- _WHAT THE TASK REQUIRES_: Please output the entries that follow exactly, without a single image.

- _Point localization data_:
:::

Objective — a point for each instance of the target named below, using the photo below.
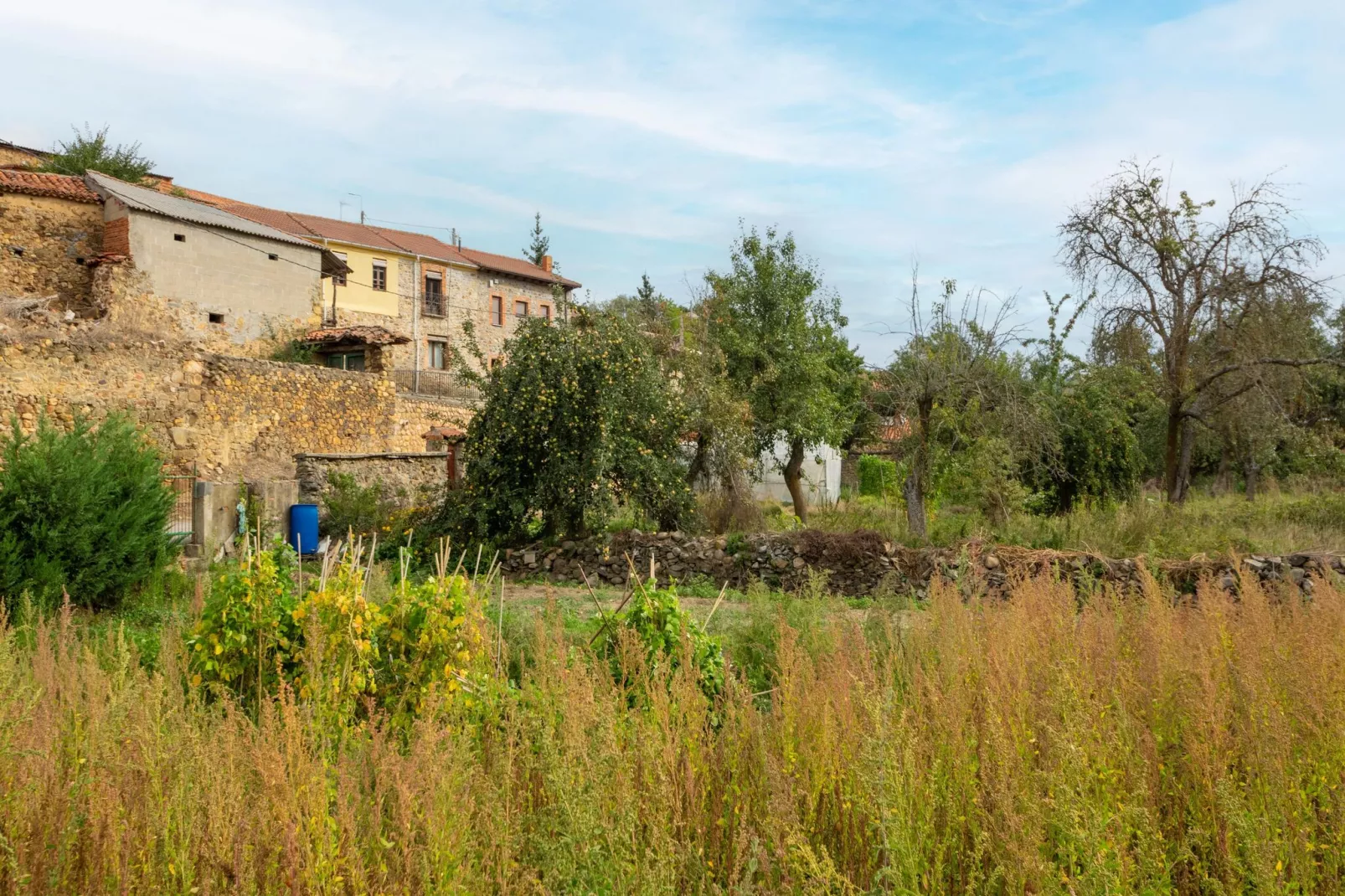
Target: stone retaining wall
(224, 415)
(863, 564)
(410, 479)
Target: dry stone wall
(224, 415)
(863, 564)
(44, 248)
(410, 479)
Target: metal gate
(181, 517)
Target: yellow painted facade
(358, 294)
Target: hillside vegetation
(1014, 745)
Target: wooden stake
(716, 605)
(499, 631)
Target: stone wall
(863, 564)
(224, 415)
(410, 479)
(230, 276)
(44, 244)
(467, 296)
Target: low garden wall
(410, 479)
(863, 564)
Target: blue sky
(951, 133)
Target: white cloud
(645, 131)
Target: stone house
(221, 275)
(50, 230)
(417, 287)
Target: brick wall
(44, 245)
(116, 237)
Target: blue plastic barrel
(303, 528)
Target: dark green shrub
(85, 510)
(658, 619)
(350, 507)
(879, 476)
(580, 421)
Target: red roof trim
(33, 183)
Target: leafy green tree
(783, 350)
(956, 384)
(647, 292)
(90, 151)
(541, 244)
(579, 419)
(1096, 456)
(84, 510)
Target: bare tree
(1184, 276)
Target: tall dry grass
(1017, 747)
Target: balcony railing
(439, 384)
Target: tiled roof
(182, 209)
(420, 244)
(363, 335)
(517, 266)
(450, 434)
(385, 239)
(46, 184)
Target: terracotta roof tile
(46, 184)
(366, 335)
(517, 266)
(420, 244)
(385, 239)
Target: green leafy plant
(248, 638)
(84, 510)
(338, 649)
(296, 352)
(90, 151)
(350, 507)
(668, 636)
(579, 421)
(879, 476)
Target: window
(433, 295)
(346, 361)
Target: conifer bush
(84, 510)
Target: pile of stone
(863, 564)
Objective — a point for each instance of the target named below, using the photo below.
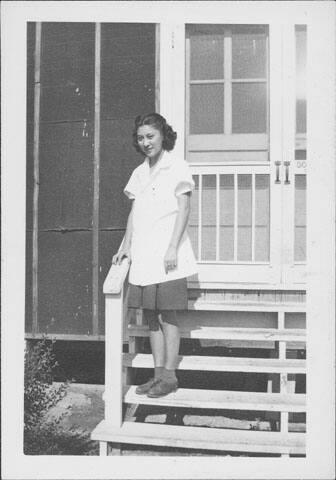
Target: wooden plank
(114, 312)
(66, 176)
(222, 364)
(37, 99)
(244, 307)
(65, 283)
(224, 400)
(201, 438)
(65, 337)
(296, 335)
(157, 67)
(96, 174)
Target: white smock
(155, 209)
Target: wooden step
(201, 438)
(223, 400)
(222, 364)
(244, 306)
(220, 333)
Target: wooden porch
(268, 329)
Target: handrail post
(115, 291)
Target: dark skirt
(171, 295)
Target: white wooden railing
(114, 289)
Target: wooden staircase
(118, 429)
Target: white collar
(163, 162)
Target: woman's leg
(171, 334)
(158, 350)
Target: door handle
(277, 171)
(287, 181)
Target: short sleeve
(184, 180)
(132, 188)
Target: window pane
(300, 218)
(193, 217)
(206, 57)
(249, 52)
(244, 217)
(301, 95)
(262, 218)
(209, 217)
(206, 109)
(227, 210)
(249, 108)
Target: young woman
(157, 245)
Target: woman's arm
(170, 259)
(125, 250)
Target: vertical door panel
(127, 90)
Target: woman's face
(150, 141)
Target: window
(227, 92)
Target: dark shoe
(145, 387)
(162, 388)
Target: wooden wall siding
(65, 180)
(65, 283)
(29, 170)
(67, 72)
(127, 89)
(66, 176)
(67, 218)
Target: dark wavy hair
(159, 122)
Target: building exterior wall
(79, 221)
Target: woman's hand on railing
(118, 257)
(117, 274)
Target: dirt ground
(83, 408)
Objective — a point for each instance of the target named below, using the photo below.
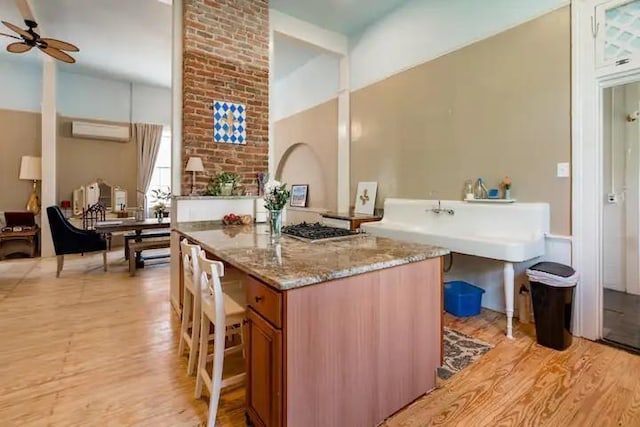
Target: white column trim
(334, 43)
(344, 137)
(48, 153)
(271, 156)
(176, 97)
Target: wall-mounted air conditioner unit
(120, 133)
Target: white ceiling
(291, 54)
(343, 16)
(122, 39)
(131, 39)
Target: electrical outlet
(563, 170)
(613, 198)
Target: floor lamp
(194, 165)
(31, 170)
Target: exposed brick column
(226, 58)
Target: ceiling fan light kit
(55, 48)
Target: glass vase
(275, 224)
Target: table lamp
(31, 170)
(194, 165)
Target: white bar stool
(223, 311)
(191, 297)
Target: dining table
(137, 226)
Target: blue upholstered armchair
(68, 239)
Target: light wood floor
(99, 349)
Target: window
(161, 177)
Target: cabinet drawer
(265, 301)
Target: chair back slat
(190, 261)
(211, 271)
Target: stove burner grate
(315, 231)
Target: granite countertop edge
(203, 197)
(429, 252)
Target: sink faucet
(440, 210)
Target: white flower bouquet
(276, 195)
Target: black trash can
(552, 288)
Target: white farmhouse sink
(507, 232)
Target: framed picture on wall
(299, 193)
(366, 198)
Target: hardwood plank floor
(100, 349)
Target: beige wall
(498, 107)
(19, 136)
(81, 161)
(308, 141)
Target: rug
(460, 351)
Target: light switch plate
(564, 170)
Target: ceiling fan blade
(60, 45)
(57, 54)
(10, 35)
(19, 47)
(26, 35)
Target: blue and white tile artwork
(229, 122)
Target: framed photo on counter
(299, 194)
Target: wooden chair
(92, 215)
(191, 297)
(224, 312)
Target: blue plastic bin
(462, 299)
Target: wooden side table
(25, 242)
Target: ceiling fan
(30, 39)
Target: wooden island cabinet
(351, 351)
(341, 333)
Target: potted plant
(223, 184)
(161, 198)
(276, 196)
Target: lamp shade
(194, 165)
(31, 168)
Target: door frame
(588, 83)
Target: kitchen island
(338, 333)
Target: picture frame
(365, 202)
(119, 198)
(299, 195)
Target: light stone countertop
(203, 197)
(292, 263)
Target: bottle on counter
(468, 190)
(480, 192)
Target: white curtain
(147, 138)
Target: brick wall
(226, 58)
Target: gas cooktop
(316, 231)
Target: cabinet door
(264, 371)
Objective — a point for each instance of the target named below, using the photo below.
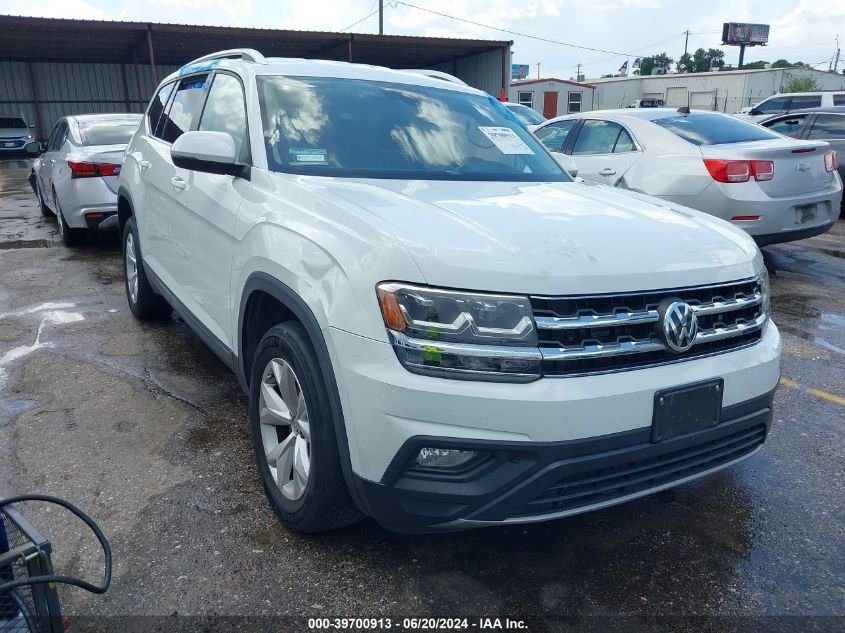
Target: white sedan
(76, 176)
(777, 188)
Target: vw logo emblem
(680, 326)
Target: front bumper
(539, 433)
(521, 483)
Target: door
(162, 200)
(203, 222)
(603, 151)
(550, 104)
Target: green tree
(648, 64)
(800, 84)
(701, 60)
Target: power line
(369, 15)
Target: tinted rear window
(714, 129)
(108, 132)
(11, 121)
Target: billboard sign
(519, 71)
(740, 33)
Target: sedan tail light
(92, 170)
(739, 170)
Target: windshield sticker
(506, 140)
(308, 157)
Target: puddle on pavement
(19, 244)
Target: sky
(801, 30)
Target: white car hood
(550, 238)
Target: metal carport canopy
(56, 40)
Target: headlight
(461, 335)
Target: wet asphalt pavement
(141, 426)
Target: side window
(828, 126)
(805, 101)
(774, 105)
(184, 108)
(157, 106)
(789, 126)
(598, 137)
(624, 143)
(574, 102)
(553, 136)
(225, 110)
(57, 139)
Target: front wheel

:::

- _PROBLEM SOLUTION_:
Objective — a point for each instance of the target named below, using the photo below.
Target: stone retaining wall
(224, 415)
(863, 564)
(410, 479)
Target: dry stone wall
(224, 415)
(863, 564)
(44, 248)
(410, 479)
Target: metal gate
(181, 517)
Target: yellow painted facade
(358, 294)
Target: hillside vegetation
(1014, 745)
Target: wooden stake
(716, 605)
(499, 631)
Target: stone wall
(863, 564)
(224, 415)
(410, 479)
(230, 276)
(44, 244)
(467, 296)
Target: low garden wall
(410, 479)
(863, 564)
Target: blue sky
(951, 133)
Target: white cloud
(645, 131)
Target: stone house
(221, 275)
(50, 230)
(417, 287)
Target: brick wall
(44, 245)
(116, 237)
Target: blue plastic barrel
(303, 528)
Target: dark green shrub
(85, 510)
(658, 619)
(350, 507)
(879, 476)
(580, 421)
Target: red roof trim
(33, 183)
Target: leafy green tree
(783, 350)
(956, 384)
(647, 292)
(90, 151)
(541, 244)
(579, 419)
(1096, 456)
(84, 510)
Target: bare tree
(1184, 276)
Target: tall dry grass
(1017, 747)
Target: balcony railing
(439, 384)
Target: tiled roof
(182, 209)
(420, 244)
(363, 335)
(517, 266)
(450, 434)
(385, 239)
(46, 184)
Target: terracotta roof tile
(46, 184)
(366, 335)
(517, 266)
(420, 244)
(385, 239)
Target: green leafy plant
(248, 638)
(84, 510)
(338, 649)
(296, 352)
(90, 151)
(350, 507)
(668, 636)
(579, 421)
(879, 476)
Target: window
(433, 295)
(346, 361)
Target: conifer bush
(84, 510)
Target: pile of stone
(863, 564)
Objective — a point for each instance of the target named below, using the photo below.
Target: wooden plank
(114, 312)
(66, 176)
(222, 364)
(37, 99)
(244, 307)
(65, 283)
(224, 400)
(201, 438)
(65, 337)
(296, 335)
(157, 67)
(96, 174)
Target: white smock
(155, 209)
Target: wooden step
(201, 438)
(223, 400)
(222, 364)
(244, 306)
(220, 333)
Target: wooden porch
(268, 329)
Target: handrail post
(115, 291)
Target: dark skirt
(171, 295)
Target: white wooden railing
(114, 289)
Target: wooden staircase
(118, 429)
Target: white collar
(163, 162)
Target: woman's leg
(171, 334)
(158, 350)
Target: door handle
(277, 171)
(287, 181)
Target: short sleeve
(184, 180)
(132, 188)
Target: window pane
(300, 218)
(193, 217)
(206, 57)
(249, 52)
(244, 217)
(301, 95)
(262, 218)
(209, 217)
(206, 109)
(227, 210)
(249, 108)
Target: young woman
(157, 245)
Target: woman's arm
(170, 259)
(125, 250)
Target: vertical door panel
(127, 90)
Target: woman's face
(150, 141)
Target: window
(227, 92)
Target: dark shoe
(145, 387)
(162, 388)
Target: wooden wall siding
(65, 180)
(65, 283)
(29, 170)
(67, 72)
(127, 89)
(66, 176)
(67, 218)
Target: dark wavy hair
(159, 122)
Target: building exterior wall
(79, 221)
Target: woman's hand on railing
(118, 257)
(117, 274)
Target: dirt ground
(83, 408)
Objective — a point for each instance of the target named below, using the photo below.
Target: white column trim
(334, 43)
(344, 137)
(48, 153)
(271, 156)
(176, 97)
Target: wall-mounted air conditioner unit
(120, 133)
Target: white ceiling
(291, 54)
(343, 16)
(122, 39)
(131, 39)
Target: electrical outlet
(563, 170)
(613, 198)
Target: floor lamp
(194, 165)
(31, 170)
Target: exposed brick column
(226, 58)
Target: ceiling fan light kit
(55, 48)
Target: glass vase
(275, 224)
Target: table lamp
(31, 170)
(194, 165)
Target: white bar stool
(223, 311)
(191, 297)
Target: dining table
(137, 226)
Target: blue upholstered armchair
(68, 239)
Target: light wood floor
(99, 349)
Target: window
(161, 177)
Target: cabinet drawer
(265, 301)
Target: chair back slat
(190, 261)
(211, 271)
Target: stove burner grate
(315, 231)
Target: granite countertop edge
(203, 197)
(429, 252)
Target: sink faucet
(440, 210)
Target: white flower bouquet
(276, 195)
Target: black trash can
(552, 288)
Target: white farmhouse sink
(507, 232)
Target: framed picture on wall
(299, 193)
(366, 198)
Target: hardwood plank floor
(100, 349)
Target: beige wall
(498, 107)
(19, 136)
(81, 161)
(308, 141)
Target: rug
(460, 351)
Target: light switch plate
(564, 170)
Target: ceiling fan blade
(60, 45)
(57, 54)
(10, 35)
(19, 47)
(26, 35)
Target: blue and white tile artwork
(229, 122)
Target: framed photo on counter
(299, 194)
Target: wooden chair
(92, 215)
(191, 297)
(224, 312)
Target: blue plastic bin
(462, 299)
Target: wooden side table
(25, 242)
Target: ceiling fan
(30, 39)
Target: wooden island cabinet
(351, 351)
(341, 333)
Target: potted plant
(223, 184)
(161, 198)
(276, 196)
Target: lamp shade
(194, 165)
(31, 168)
Target: door frame
(588, 83)
Target: kitchen island
(338, 333)
Target: picture frame
(365, 202)
(119, 198)
(299, 195)
Target: light stone countertop
(203, 197)
(292, 263)
Target: bottle on counter
(468, 190)
(480, 192)
Target: white curtain
(147, 138)
Target: brick wall
(226, 58)
Target: gas cooktop
(316, 231)
Target: cabinet door
(264, 371)
Objective — a point for each instance of the target named below, using the photo below.
Target: white sedan
(76, 176)
(777, 188)
Target: vw logo emblem
(680, 326)
Target: front bumper
(539, 433)
(521, 483)
Target: door
(162, 200)
(203, 222)
(603, 151)
(550, 104)
Target: green tree
(648, 64)
(800, 84)
(701, 60)
Target: power line
(369, 15)
Target: tinted rear window
(714, 129)
(108, 132)
(11, 121)
Target: billboard sign
(519, 71)
(740, 33)
Target: sedan tail light
(92, 170)
(739, 170)
Target: windshield sticker
(506, 140)
(308, 157)
Target: puddle on pavement
(19, 244)
Target: sky
(801, 30)
Target: white car hood
(550, 238)
Target: metal carport canopy
(56, 40)
Target: headlight
(461, 335)
Target: wet asphalt pavement
(141, 426)
Target: side window
(828, 126)
(805, 101)
(774, 105)
(184, 108)
(157, 106)
(789, 126)
(598, 137)
(624, 143)
(574, 102)
(553, 136)
(225, 110)
(57, 139)
Target: front wheel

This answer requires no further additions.